:: Challenge ::
Retype precisely the section of the data that starts at the line containing "Tag a point on every instance of the digital" and runs to its final line, ends included.

:: Provided information ::

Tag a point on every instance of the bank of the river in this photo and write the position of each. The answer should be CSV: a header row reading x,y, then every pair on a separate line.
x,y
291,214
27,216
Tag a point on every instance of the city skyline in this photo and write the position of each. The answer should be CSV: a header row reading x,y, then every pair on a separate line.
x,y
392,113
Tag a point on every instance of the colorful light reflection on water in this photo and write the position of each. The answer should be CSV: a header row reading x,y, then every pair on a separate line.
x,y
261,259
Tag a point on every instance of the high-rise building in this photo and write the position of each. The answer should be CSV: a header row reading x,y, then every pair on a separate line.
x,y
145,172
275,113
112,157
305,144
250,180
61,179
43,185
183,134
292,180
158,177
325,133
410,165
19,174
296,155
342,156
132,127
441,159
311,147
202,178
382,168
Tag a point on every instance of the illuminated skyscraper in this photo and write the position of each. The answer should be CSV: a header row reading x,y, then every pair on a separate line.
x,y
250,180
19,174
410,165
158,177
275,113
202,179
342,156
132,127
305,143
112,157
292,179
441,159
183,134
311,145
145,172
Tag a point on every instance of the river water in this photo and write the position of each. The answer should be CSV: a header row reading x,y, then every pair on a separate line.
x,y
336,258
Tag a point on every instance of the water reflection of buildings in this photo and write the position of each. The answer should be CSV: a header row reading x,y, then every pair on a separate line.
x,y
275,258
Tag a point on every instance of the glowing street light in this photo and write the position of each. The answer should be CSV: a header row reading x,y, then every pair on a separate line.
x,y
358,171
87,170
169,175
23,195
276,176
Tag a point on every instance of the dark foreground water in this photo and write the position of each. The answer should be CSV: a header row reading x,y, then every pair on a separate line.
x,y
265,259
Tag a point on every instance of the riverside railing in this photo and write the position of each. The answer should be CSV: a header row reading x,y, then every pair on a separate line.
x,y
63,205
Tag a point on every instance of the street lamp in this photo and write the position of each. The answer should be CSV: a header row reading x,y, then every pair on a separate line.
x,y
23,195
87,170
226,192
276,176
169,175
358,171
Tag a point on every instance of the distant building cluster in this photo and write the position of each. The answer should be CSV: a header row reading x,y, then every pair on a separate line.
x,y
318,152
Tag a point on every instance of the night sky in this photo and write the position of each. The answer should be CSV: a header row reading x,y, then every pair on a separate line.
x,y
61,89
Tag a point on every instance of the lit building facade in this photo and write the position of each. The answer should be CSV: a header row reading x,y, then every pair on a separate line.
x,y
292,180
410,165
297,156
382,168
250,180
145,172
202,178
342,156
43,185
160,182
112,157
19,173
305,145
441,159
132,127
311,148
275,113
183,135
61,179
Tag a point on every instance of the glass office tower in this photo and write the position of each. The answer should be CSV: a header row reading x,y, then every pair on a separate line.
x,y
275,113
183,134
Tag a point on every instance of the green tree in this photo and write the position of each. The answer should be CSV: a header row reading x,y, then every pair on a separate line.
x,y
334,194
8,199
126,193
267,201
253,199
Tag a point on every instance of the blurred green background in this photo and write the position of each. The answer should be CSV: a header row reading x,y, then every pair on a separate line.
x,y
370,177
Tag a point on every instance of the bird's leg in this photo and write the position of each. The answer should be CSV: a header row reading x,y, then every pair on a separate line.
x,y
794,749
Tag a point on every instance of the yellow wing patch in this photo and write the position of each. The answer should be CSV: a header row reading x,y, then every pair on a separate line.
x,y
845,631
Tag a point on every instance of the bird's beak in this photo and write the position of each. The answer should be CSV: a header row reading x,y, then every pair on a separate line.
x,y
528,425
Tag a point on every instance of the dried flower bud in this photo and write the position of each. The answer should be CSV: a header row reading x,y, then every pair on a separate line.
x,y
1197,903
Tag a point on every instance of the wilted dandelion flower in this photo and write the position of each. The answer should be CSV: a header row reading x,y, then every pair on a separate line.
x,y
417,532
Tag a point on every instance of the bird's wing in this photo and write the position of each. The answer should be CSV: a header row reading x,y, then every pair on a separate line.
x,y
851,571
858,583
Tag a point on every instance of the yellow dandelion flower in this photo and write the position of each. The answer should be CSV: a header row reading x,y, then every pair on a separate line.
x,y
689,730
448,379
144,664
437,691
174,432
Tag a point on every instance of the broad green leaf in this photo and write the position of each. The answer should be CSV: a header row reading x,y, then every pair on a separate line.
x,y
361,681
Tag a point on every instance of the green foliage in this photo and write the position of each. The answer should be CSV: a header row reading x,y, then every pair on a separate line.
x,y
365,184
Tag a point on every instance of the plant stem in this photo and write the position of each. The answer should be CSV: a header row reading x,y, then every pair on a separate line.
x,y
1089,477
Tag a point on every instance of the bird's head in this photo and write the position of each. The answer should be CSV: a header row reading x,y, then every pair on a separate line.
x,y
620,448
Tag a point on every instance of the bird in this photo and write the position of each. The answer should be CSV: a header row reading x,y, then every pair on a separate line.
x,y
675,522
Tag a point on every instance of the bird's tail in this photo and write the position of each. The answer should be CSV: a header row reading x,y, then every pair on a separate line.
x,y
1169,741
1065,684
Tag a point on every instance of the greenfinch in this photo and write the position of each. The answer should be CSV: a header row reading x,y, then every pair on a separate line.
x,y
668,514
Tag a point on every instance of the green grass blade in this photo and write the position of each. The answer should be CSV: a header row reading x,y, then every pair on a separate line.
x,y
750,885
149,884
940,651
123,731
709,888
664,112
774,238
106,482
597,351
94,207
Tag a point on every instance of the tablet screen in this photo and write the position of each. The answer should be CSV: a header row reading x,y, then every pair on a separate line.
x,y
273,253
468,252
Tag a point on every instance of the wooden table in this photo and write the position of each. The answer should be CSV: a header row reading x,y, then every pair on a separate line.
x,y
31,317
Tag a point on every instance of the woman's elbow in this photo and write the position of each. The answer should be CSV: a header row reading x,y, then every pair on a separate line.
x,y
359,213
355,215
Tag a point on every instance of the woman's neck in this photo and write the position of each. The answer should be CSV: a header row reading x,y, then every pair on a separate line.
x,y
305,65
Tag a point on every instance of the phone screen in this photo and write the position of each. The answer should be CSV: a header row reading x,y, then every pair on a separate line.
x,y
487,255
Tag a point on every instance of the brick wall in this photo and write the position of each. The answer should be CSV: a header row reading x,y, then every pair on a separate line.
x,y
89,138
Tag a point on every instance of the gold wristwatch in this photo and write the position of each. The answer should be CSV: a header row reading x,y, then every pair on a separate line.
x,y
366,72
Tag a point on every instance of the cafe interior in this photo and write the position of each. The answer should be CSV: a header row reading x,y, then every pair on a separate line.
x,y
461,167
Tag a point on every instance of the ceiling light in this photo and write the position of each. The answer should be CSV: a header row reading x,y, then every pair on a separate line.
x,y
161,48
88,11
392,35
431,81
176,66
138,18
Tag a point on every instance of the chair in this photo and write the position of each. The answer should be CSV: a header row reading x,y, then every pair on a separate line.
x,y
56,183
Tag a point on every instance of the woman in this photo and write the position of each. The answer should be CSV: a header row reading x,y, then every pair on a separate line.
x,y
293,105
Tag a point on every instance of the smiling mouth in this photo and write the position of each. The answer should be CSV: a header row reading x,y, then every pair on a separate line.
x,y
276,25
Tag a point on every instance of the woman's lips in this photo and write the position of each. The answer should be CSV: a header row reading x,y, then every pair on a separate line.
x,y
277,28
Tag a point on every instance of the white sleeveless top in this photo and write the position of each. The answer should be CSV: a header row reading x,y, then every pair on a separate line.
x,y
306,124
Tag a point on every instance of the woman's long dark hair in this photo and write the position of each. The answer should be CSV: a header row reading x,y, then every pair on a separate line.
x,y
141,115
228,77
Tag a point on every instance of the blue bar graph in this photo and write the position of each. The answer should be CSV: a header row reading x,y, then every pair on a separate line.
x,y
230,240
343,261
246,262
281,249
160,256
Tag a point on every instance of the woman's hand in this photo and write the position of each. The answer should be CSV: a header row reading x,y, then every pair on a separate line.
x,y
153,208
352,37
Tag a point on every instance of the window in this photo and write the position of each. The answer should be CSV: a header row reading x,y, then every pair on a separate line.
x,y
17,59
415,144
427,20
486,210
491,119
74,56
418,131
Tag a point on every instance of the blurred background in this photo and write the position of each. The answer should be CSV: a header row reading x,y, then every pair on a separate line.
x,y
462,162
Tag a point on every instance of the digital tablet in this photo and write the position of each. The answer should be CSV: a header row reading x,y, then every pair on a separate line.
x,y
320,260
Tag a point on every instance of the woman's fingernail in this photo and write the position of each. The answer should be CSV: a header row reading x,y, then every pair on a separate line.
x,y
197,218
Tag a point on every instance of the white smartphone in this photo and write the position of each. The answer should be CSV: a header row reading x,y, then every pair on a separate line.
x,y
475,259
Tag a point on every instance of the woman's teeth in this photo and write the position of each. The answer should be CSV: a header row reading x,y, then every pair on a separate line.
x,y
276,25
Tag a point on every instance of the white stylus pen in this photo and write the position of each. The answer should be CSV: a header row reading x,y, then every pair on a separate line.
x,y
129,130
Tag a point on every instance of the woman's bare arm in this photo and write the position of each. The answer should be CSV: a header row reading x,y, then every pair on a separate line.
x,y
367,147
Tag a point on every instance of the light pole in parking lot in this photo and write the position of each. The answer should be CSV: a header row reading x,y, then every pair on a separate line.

:: Full output ::
Tag a point on every instance of the digital tablet in this photo and write the position of each. The answer should be CSV: a header row reading x,y, then every pair on a separate line.
x,y
320,260
Tag a point on every instance of the woman's fingernail in this photo and write the position of each. The answer should be CSV: a header row reading x,y, then every pair on a separate line.
x,y
197,218
Tag a point on every instance of the white smartphone in this photo and write the position of each. The answer should be CSV: a header row reading x,y, then every pair on a separate line.
x,y
475,259
Tag a point on every instance of the woman's teeth in this photo and write the position of each. The answer should be CSV: a header row reading x,y, then every pair on a separate line.
x,y
276,25
Tag a point on every instance of the white stylus pen in this photo and write the position of each. The answer should be CSV: a header row reading x,y, then every pair on a separate line.
x,y
129,130
Tag a point on every instance of the woman's bare arm in this photo and write the position of each. The answer should be CSV: a header row reading x,y, then every pair on a separate line.
x,y
367,147
Tag a point on every instance of the light pole in parking lot in this photo and write the position of each. The answer should be CSV: a header row reading x,y, then every pair on a separate line.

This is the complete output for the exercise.